Maintaining high availability to corporate data stores managed with SQL Server is an essential element of any data-management strategy.
Without the uninterrupted ability to store and retrieve data, business would grind to a halt. Besides its people, data is increasingly the most important asset in any enterprise. And SQL Server 2008 or SQL Server 2008 R2 are frequently at the core of any data-management strategy. So, if you think about it that way, the developers and DBAs are the ones responsible for keeping the business running.
However, how much definitive guidance filters down from the business unit managers to those responsible for the data tier? Are the business requirements communicated clearly? Are they communicated in such a way that technology professionals can translate them into a productive strategy?
In certain market segments, there are stringent regulatory requirements around infrastructure aspects like security auditing, data encryption and data retention. Failure to meet those requirements can lead to the business being fined or censured, plus losing public credibility and future revenue—often the worst thing that can happen in a highly competitive market.
There are certain business requirements that seem easier or more straightforward for business leaders to communicate, like those around security, reporting, workload management and auditing. Fortunately, those are also easier for you to implement within the framework of SQL Server 2008:
However, there are two major business requirements that are often poorly communicated: system downtime and acceptable data loss. These are known as Recovery Time Objective (RTO) and Recovery Point Objective (RPO), respectively. Unfortunately, it’s quite common for business managers to neglect considering RTO and RPO, only to find out that the data tier isn’t protected to the extent they’d like when a disaster occurs, which leads to downtime or data loss.
Whether you’re a business manager or a DBA, take a minute right now to consider if you know for sure that the data tier is protected to the extent the business requires. If you come to the realization that it isn’t, what’s your plan to resolve the situation?
Neither panic nor complacency is an appropriate reaction. Conducting a fire drill to put a strategy in place by next week is a recipe for disaster in itself. It takes care and diligence to design and implement an appropriate and comprehensive SQL Server high-availability and disaster-recovery (HA/DR) strategy. Ignoring the problem invites calamity and is tantamount to business negligence.
The key to designing a successful strategy is first working out the business requirements. Then you have to balance those against the business limitations. This is where IT and business unit leaders have to meet face to face and see things eye to eye. The strategic requirements have to encapsulate the following factors for each portion of data relevant to business operations:
A good way to think about these is to consider the impact on the business of each portion of data being inaccessible or lost. You may be surprised when you think through and quantify the potential ramifications for your customers, your business image and your regulatory controls.

▶ _Data supplied_:
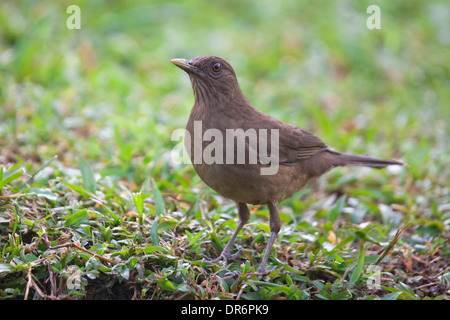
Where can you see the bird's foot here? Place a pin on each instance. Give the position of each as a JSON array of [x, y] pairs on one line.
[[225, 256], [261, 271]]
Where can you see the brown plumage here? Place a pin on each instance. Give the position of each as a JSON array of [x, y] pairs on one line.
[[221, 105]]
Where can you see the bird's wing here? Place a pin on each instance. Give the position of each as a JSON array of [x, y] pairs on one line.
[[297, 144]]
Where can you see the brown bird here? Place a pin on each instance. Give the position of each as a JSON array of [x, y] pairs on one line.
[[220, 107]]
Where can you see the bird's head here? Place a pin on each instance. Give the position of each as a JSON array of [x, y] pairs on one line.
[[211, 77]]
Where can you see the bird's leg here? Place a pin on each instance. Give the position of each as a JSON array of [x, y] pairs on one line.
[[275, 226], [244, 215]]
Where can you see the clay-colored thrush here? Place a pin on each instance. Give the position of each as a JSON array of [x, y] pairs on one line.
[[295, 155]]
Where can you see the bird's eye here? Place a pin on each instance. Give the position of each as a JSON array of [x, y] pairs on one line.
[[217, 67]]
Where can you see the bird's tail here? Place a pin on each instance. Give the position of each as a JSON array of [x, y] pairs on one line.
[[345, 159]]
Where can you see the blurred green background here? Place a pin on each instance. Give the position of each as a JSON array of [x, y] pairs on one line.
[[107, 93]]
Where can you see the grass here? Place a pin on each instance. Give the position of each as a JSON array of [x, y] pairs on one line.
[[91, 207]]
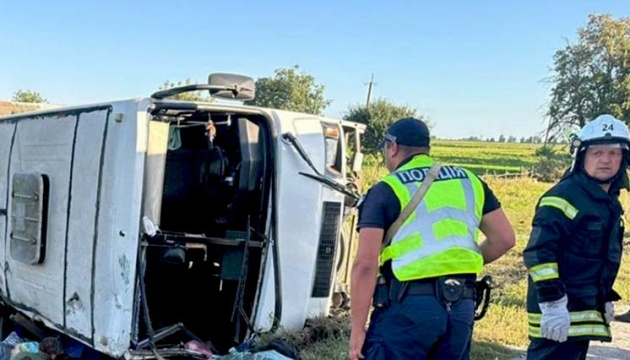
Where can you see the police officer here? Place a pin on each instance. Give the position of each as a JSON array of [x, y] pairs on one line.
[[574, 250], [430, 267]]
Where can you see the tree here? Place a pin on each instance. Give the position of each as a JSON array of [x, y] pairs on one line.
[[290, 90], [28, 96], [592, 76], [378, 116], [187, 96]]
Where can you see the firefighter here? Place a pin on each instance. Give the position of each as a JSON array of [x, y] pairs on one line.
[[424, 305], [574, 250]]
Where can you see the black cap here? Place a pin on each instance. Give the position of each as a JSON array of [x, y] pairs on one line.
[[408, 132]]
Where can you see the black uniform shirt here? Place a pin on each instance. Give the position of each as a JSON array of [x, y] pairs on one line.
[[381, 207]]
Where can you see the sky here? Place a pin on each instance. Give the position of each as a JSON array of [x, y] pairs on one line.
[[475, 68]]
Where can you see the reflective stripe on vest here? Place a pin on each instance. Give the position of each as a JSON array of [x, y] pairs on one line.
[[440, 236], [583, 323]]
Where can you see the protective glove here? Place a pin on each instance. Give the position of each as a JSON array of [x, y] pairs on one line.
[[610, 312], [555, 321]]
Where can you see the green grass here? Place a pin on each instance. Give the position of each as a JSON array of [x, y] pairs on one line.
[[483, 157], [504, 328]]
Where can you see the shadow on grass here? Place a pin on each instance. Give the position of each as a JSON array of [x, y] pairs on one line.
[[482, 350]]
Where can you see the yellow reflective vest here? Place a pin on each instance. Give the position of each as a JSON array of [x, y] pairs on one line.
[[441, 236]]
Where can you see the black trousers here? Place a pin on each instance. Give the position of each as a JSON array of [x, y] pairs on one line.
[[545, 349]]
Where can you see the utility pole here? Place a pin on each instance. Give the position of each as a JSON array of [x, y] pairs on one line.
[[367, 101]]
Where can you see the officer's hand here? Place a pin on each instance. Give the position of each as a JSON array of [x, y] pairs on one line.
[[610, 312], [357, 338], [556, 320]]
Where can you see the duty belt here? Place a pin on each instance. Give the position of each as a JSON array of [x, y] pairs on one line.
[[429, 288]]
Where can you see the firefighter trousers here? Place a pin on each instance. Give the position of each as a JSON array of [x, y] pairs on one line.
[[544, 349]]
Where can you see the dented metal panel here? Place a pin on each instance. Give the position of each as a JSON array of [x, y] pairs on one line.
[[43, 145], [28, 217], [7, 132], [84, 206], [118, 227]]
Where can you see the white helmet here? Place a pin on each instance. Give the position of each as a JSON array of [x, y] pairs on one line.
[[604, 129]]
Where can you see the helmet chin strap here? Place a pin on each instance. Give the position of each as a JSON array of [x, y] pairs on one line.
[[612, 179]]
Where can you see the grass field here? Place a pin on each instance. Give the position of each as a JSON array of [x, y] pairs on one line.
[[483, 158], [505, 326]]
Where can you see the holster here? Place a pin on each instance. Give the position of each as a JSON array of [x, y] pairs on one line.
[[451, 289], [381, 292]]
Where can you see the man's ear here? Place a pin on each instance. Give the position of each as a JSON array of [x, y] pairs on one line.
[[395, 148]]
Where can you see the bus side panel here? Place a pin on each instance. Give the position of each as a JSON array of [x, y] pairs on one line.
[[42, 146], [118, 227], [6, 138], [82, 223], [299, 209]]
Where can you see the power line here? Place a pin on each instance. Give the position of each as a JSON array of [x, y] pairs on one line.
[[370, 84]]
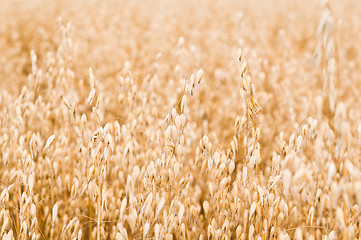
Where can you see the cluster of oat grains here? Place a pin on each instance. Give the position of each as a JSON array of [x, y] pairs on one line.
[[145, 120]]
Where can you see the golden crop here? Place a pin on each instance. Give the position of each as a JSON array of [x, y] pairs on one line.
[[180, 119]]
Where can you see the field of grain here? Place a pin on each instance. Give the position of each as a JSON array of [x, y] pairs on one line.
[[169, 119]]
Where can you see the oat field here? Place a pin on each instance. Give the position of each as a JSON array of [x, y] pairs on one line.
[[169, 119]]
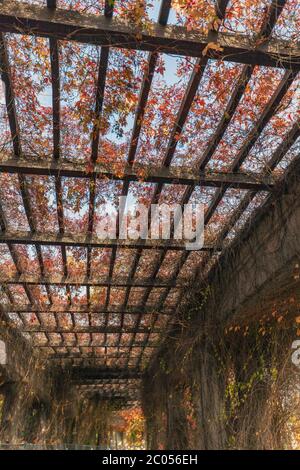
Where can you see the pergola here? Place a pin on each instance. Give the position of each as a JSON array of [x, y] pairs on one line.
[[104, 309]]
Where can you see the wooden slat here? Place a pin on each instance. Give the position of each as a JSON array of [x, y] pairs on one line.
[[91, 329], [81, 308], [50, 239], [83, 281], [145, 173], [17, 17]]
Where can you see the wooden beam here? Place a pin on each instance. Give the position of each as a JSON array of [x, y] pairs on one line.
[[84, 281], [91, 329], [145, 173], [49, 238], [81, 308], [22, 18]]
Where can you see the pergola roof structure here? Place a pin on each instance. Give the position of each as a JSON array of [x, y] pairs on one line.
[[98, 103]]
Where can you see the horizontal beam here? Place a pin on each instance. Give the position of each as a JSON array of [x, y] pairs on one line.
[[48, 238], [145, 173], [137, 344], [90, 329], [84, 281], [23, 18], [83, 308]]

▶ _Tasks to complete_:
[1] From the SQL Server article, extract the passage that begins at the words "Neither panic nor" and stops after "to business negligence.".
[2] How many lines in the rows contain the string "trousers"? Reply with the number only.
The SQL Server article and the rows come from separate sources.

▶ _Solutions to the tasks_:
[1]
Neither panic nor complacency is an appropriate reaction. Conducting a fire drill to put a strategy in place by next week is a recipe for disaster in itself. It takes care and diligence to design and implement an appropriate and comprehensive SQL Server high-availability and disaster-recovery (HA/DR) strategy. Ignoring the problem invites calamity and is tantamount to business negligence.

[2] 2